* Exercise:
Quote the passage of the library post on past responses to mental health starting at "You can read" and ending at "mental health history.", word for word.

* Given text:
____

Care and Custody: Past Responses to Mental Health

Guest post by Courtney Eger, Learning and Engagement Librarian

Design proposal of the Sheppard Asylum near Baltimore, MD by Calvert Vaux, 1860
Image courtesy of the National Library of Medicine

The week of October 3rd is Mental Illness Awareness Week, the perfect time for Ginsburg Health Sciences Library’s online programming around Care and Custody: Past Responses to Mental Health. In the United States, it was once common practice to commit people to asylums if they had a mental health condition and their family was unable to care for them. 

Over time, the horrors of institutional care were revealed (overcrowding, abuse, etc.).  Asylums were closed in a process called deinstitutionalization, creating issues of care in the community. New problems arose from this change, including an increase in incarceration for those with mental health conditions and more attention to community-based treatment programs. 

George Elder in the Philadelphia Evening Bulletin, photograph by Nelson Martinez, 1971
Image courtesy of the Special Collections Research Center, Temple University

You can read more about this history at the National Library of Medicine (NLM) online exhibit website. There is even a Temple connection in the NLM’s exhibit: this photo of George Elder from the Libraries’ Special Collections Research Center 

​The Ginsburg Health Sciences Library invites you to attend a series of online events and workshops related to this topic from October 4–7, 2021. Our lineup includes:

  • Two workshops
    • Bias in Mental Health Literature, presented by Courtney Eger
    • Searching for Mental Health Topics, presented by Stephanie Roth
  • Two online lectures
    • From Incarceration to Therapeutics in the Friends’ Asylum: Treating Philadelphia’s ‘Insane’ in the 19th Century. Dr. Darin Hayton of Haverford College will speak on local mental health history.

____

(Referring expression data)

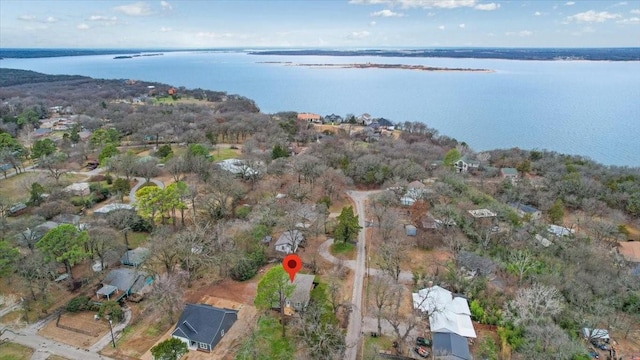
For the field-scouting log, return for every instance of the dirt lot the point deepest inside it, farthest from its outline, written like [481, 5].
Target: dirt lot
[225, 349]
[83, 321]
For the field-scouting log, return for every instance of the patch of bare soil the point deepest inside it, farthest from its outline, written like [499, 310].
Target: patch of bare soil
[80, 330]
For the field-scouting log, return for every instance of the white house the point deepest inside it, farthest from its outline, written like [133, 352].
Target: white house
[448, 313]
[289, 241]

____

* Task answer:
You can read more about this history at the National Library of Medicine (NLM) online exhibit website. There is even a Temple connection in the NLM’s exhibit: this photo of George Elder from the Libraries’ Special Collections Research Center 

​The Ginsburg Health Sciences Library invites you to attend a series of online events and workshops related to this topic from October 4–7, 2021. Our lineup includes:

  • Two workshops
    • Bias in Mental Health Literature, presented by Courtney Eger
    • Searching for Mental Health Topics, presented by Stephanie Roth
  • Two online lectures
    • From Incarceration to Therapeutics in the Friends’ Asylum: Treating Philadelphia’s ‘Insane’ in the 19th Century. Dr. Darin Hayton of Haverford College will speak on local mental health history.